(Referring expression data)
****************
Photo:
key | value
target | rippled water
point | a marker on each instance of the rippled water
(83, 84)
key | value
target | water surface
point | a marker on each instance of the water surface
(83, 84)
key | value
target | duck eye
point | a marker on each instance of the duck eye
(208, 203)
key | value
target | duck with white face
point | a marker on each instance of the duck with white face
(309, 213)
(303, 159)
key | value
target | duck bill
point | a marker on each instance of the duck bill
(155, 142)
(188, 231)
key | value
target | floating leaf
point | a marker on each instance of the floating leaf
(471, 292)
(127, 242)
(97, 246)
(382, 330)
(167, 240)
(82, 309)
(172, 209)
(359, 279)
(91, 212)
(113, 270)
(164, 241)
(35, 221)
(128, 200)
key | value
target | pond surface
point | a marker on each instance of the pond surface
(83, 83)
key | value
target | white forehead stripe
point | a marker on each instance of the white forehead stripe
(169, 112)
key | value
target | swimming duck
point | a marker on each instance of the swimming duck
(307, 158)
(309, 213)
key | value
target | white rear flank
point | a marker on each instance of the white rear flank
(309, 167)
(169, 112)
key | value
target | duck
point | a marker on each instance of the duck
****************
Each line of the entries that contains the word "target" should be listed.

RESULT OF THE EXERCISE |
target | rippled water
target | water surface
target | duck eye
target | duck with white face
target | duck bill
target | floating leaf
target | pond surface
target | white forehead stripe
target | swimming duck
target | white rear flank
target | duck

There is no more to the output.